- Data shown
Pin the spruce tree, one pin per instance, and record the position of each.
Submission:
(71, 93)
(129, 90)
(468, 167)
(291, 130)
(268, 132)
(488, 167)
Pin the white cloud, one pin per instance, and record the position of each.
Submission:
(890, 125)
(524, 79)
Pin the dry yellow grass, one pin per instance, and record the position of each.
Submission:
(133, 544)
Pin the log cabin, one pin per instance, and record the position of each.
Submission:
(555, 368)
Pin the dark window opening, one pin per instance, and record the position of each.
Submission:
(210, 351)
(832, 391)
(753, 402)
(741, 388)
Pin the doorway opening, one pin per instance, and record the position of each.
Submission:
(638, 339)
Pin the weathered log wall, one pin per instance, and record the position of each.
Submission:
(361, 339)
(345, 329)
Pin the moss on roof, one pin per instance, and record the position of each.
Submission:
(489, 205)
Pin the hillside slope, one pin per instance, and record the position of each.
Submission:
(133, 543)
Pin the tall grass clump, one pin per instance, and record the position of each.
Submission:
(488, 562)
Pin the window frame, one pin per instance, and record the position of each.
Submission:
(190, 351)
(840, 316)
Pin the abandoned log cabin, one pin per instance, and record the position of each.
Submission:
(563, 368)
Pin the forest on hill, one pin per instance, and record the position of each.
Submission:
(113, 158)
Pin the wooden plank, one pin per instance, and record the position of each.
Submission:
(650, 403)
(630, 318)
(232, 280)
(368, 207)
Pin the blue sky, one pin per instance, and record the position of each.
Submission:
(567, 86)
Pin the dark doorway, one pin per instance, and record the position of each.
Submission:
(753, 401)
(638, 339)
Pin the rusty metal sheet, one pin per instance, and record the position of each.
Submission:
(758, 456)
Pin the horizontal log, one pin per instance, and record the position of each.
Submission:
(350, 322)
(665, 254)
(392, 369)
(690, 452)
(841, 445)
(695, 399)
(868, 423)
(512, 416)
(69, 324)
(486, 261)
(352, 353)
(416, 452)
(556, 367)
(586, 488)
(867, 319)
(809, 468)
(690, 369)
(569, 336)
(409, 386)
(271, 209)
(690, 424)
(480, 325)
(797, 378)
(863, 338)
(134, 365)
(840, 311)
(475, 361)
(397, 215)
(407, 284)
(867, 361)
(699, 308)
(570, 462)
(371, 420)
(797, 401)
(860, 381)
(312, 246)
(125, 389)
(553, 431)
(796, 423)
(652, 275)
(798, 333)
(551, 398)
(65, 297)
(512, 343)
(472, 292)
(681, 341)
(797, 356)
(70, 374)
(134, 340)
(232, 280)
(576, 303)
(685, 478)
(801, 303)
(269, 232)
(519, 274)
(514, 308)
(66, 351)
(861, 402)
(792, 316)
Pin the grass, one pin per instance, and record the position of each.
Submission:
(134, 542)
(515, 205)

- Exercise brief
From the material above, return every line that contains "window".

- Answer space
Pin the dark window opening, one pin per instance, and record the position of each.
Pin the window frame, one pin per instance, and record the position of each.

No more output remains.